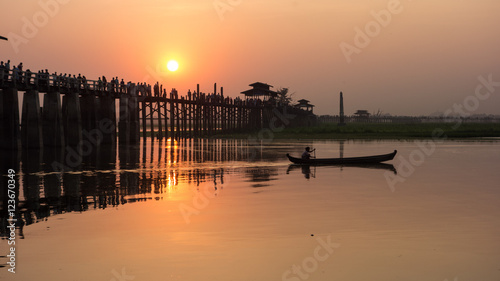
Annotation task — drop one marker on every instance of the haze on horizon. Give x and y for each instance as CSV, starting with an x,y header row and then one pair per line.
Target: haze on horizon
x,y
399,57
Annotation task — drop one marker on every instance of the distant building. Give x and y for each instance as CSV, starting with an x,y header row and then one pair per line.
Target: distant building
x,y
260,91
305,105
362,114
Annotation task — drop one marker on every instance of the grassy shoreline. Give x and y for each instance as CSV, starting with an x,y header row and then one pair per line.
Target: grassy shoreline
x,y
384,131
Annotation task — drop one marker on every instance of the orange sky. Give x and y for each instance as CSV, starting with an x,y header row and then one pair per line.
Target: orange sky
x,y
426,57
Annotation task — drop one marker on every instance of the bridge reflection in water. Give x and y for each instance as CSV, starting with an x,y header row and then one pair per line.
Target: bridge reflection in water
x,y
54,181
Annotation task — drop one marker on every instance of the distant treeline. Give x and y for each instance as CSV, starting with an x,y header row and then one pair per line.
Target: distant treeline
x,y
410,119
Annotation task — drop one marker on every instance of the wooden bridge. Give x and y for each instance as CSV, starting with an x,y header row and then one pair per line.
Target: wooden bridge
x,y
77,110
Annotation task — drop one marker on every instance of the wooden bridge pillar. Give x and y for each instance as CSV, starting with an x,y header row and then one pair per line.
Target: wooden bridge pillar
x,y
10,137
133,109
31,121
53,132
123,123
107,119
89,110
72,119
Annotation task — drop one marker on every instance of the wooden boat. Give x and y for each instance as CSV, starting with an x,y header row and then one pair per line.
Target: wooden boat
x,y
348,160
378,166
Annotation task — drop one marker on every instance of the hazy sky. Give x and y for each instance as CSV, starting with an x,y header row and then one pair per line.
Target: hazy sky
x,y
401,57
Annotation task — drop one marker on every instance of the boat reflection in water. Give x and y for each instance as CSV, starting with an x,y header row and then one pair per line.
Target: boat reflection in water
x,y
306,169
55,181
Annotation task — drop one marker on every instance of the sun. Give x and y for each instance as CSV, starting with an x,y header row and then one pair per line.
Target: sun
x,y
172,65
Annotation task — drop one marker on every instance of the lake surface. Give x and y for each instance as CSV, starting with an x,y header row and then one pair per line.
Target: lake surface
x,y
236,210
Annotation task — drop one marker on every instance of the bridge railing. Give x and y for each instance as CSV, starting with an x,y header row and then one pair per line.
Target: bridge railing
x,y
26,80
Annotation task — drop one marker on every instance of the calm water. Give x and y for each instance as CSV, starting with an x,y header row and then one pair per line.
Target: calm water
x,y
234,210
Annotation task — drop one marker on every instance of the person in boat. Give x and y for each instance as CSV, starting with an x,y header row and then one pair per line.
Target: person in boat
x,y
307,153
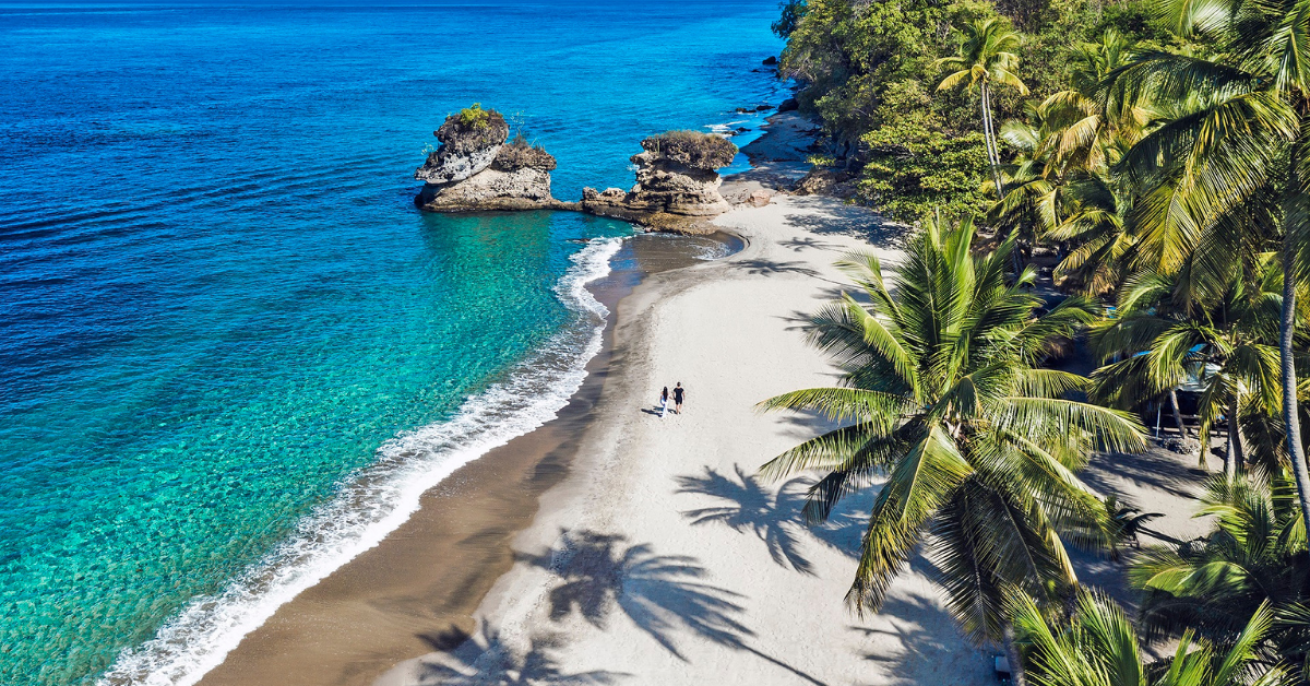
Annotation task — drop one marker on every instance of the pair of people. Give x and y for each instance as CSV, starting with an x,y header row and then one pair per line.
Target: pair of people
x,y
679,393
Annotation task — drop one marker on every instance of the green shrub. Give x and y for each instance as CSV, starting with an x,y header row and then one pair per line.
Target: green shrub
x,y
474,117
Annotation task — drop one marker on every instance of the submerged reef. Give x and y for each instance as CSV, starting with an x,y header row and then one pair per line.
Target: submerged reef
x,y
474,169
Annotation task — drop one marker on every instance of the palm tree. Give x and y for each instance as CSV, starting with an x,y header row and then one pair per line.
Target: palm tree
x,y
1241,144
1255,557
1166,334
1099,647
942,394
985,58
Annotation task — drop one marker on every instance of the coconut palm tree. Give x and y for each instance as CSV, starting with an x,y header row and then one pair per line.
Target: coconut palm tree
x,y
985,58
1165,334
1060,180
1255,557
1242,143
1099,647
980,447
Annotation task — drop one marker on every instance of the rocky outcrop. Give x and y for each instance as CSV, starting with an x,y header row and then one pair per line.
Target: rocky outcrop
x,y
824,181
677,183
474,169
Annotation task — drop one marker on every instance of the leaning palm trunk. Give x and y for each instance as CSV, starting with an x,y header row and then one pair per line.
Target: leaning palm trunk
x,y
993,157
1232,453
1178,416
993,153
1288,376
979,456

__________

> Your task
Copy the listing verbatim, omitting images.

> Response to this exercise
Annotation task — drop one marker on every instance of the haze on horizon. Give x and y for each instance as CSV, starting with an x,y header row and then one pair per line.
Target: haze on horizon
x,y
399,57
Annotation task — drop one marker on every instance of the distant building. Give x and y for each instance as CSV, starting with an x,y header row and then one pair per line.
Target: distant building
x,y
260,91
305,105
362,114
Annotation task — drop one marker on every instance of the grassy shoreline. Give x and y for each instance as CSV, starting with an x,y header row and then one pair per line.
Target: grassy shoreline
x,y
384,131
Annotation task — drop one marker on every instance of the orange sky. Give x and y for each instance as CSV, starting with an x,y header row and then one pair per line.
Target: orange sky
x,y
426,57
Annotation task — drop one marker on every instance of the bridge reflection in water. Give x and y for each instance as CSV, starting with an x,y header row and then one pair per line.
Target: bridge reflection in water
x,y
54,181
Annotation task — drop one marker on every instance of the distant treeline. Give x and y for each instance as CSV, starting with an x,y header row and then one pair per line.
Target: distant treeline
x,y
410,119
Annotation task — drop one marker on every instance of the wooden bridge. Give x and y for each instance as CSV, starting with an x,y header row and then one pair per line.
Target: wooden bridge
x,y
77,110
Annotation task — drop one marker on every instance of the wooden bridge pillar. Give x and y for each instance as CSV, starting with an x,y header row and then one pair per line.
Target: wooden bridge pillar
x,y
10,137
133,109
31,121
53,132
123,123
107,119
89,110
72,119
Annotation task — drop one marker on every instance of the wooden boat. Give x and y for each instance as CSV, starting with an x,y header row and then one pair per line.
Target: wooden boat
x,y
348,160
378,166
Annotation task — drop one marker on every instance of the hazy sky. Give x and y for each instance as CSV, starting with an x,y header row and then one pair per line.
Target: hazy sky
x,y
401,57
Annotation task — drop one marker on every instance of the boat reflection in water. Give x and y for each instance as CSV, starting with an x,y header row and then one pair per line.
Target: boat reflection in water
x,y
306,169
55,181
Annotation task — drop one marker on every instance of the sun. Give x and y for each instance as CSV, starting with an x,y header row and then one pair per line.
Target: sun
x,y
172,65
Annotation task — drop one marker on every instance of the lake surface. Give x and y for each instance as CSV, starting with an x,y header row and then one pair per line.
Target: lake surface
x,y
236,210
Annotation task — drop one marker on every instance of the bridge railing. Give x and y for each instance as CSV, starting with an x,y header row and then one pair per line.
Target: bridge railing
x,y
26,80
Annotation task — drop one marker on every instance of the calm water. Give x and y for each instance as CSV, starting with an x,y header row and then one pair per line.
Target: calm water
x,y
234,210
Annotation task — drop one marker on every instance of the person in boat. Give x and y for each instance as CSV, starting with an x,y header row and then one pair per line.
Target: person in boat
x,y
307,153
Annotation task — drop one marker on every instance of the pair of people. Give x and y for each instance as CSV, starting with an x,y header row and then one pair per line.
Target: pair of people
x,y
679,393
Annotation task — drop one marker on every instance of the green shrub. Give x and y for each instance as CSV, starting with an x,y header row and then one pair per line.
Target: green shrub
x,y
474,117
Annotation task — drop one marker on every instance of the submerged reef. Give x and y for each instance as CSV, starting with an x,y header row and then one pair per line.
Target: submerged reef
x,y
474,169
Annotation task — drop one marker on every instance of the palm tree. Give x and y for each instance as CSV, starting with an x,y header row and then one pair per line.
Target: palm tree
x,y
1241,144
1255,557
1166,334
1099,647
942,394
985,58
Annotation task — drop one marker on every instance of the coconut palm tree. Give x and y for each instance as CSV, starting with an x,y header row and then one pair per line.
Target: coconut palm tree
x,y
985,58
1165,334
1060,180
1255,557
1242,143
1099,647
980,447
Annotation task — drop one marker on every instance of the rocky outcrop. Give x and y for each instance as CSV, starting with an x,y header row and then one pair per line.
Target: rocky outcrop
x,y
824,181
677,183
474,169
Annotation task — drop one marker on every instance of the leaning palm trunk. Give x and y for each instance as CSV, starting with an x,y header row and then one pair per line.
Target: leaning palm trunk
x,y
993,157
1232,453
1178,416
993,153
1288,376
979,456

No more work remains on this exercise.